• ACTIVITY: Set down word for word the lines that begin the entries and run through the line containing "search_term wicker stick". Give nothing further.

[Saved data entries]

##########

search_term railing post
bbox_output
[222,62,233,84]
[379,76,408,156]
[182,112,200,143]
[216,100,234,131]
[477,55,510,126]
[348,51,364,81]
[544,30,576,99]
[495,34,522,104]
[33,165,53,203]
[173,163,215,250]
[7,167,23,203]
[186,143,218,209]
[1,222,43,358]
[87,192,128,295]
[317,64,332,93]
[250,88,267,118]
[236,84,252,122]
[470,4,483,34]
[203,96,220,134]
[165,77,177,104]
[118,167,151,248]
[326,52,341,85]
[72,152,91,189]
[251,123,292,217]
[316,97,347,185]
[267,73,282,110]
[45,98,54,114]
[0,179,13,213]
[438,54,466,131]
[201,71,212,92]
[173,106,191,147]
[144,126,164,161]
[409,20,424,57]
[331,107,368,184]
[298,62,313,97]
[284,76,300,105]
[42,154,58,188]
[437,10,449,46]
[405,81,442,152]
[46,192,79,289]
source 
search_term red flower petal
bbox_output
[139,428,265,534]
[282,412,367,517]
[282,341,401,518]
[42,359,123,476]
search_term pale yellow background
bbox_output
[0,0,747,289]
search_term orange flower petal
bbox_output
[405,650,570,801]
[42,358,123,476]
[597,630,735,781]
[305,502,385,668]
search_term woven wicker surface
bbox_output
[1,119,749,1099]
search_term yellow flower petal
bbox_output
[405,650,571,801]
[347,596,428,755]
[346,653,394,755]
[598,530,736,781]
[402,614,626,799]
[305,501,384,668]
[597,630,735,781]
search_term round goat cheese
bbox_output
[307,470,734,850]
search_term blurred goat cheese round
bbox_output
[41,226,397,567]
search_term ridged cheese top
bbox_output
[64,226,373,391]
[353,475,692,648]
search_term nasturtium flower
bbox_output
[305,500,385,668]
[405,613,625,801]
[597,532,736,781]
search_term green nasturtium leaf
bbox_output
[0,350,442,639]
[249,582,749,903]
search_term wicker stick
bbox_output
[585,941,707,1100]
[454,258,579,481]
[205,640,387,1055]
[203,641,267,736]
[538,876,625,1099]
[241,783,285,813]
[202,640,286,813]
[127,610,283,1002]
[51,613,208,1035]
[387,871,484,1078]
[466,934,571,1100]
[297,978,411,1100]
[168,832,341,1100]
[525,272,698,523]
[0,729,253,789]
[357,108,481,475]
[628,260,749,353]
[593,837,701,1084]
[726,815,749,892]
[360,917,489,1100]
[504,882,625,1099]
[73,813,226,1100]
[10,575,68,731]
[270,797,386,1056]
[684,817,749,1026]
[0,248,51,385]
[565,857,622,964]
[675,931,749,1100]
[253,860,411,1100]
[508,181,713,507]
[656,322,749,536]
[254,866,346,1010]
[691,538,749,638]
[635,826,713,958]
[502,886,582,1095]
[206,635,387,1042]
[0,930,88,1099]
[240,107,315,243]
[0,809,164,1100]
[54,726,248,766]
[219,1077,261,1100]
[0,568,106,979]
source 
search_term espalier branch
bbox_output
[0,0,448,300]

##########

• RESPONSE TO THIS TASK:
search_term railing post
bbox_output
[222,62,233,84]
[379,76,408,156]
[182,112,200,143]
[216,100,234,131]
[477,55,510,126]
[348,51,364,81]
[544,30,576,99]
[495,34,522,104]
[33,165,53,203]
[173,163,215,250]
[7,167,23,203]
[186,143,218,209]
[1,222,43,358]
[87,192,128,295]
[317,64,332,93]
[250,88,267,118]
[236,84,252,122]
[470,4,483,34]
[203,96,220,134]
[165,77,177,104]
[118,167,151,248]
[326,52,341,85]
[72,152,91,189]
[251,123,292,217]
[316,97,347,185]
[267,73,282,110]
[45,98,54,114]
[0,179,13,213]
[438,54,466,131]
[201,71,212,92]
[173,106,191,147]
[144,126,164,161]
[409,20,424,57]
[331,107,368,184]
[298,62,313,97]
[284,76,300,105]
[42,154,58,188]
[437,10,449,46]
[405,81,442,152]
[46,192,79,289]
source 
search_term red flower petal
bbox_output
[139,428,265,534]
[282,412,367,517]
[282,341,401,518]
[42,359,123,476]
search_term pale yellow background
bbox_output
[0,0,747,289]
search_term orange flower petal
bbox_output
[405,650,570,801]
[42,358,123,476]
[597,630,735,781]
[305,502,385,668]
search_term woven wicker surface
bbox_output
[1,119,749,1099]
search_term yellow flower petal
bbox_output
[405,650,571,801]
[347,596,428,755]
[346,653,394,755]
[598,530,736,781]
[402,614,626,799]
[305,501,384,668]
[597,630,735,781]
search_term round goat cheese
bbox_output
[307,470,734,850]
search_term blurred goat cheese round
bbox_output
[41,226,397,567]
search_term ridged cheese top
bbox_output
[64,226,373,391]
[353,475,692,648]
search_term nasturtium flower
bbox_output
[305,500,385,668]
[405,613,625,801]
[597,532,736,781]
search_term green nasturtium leaf
bbox_output
[0,350,442,639]
[249,582,749,903]
search_term wicker stick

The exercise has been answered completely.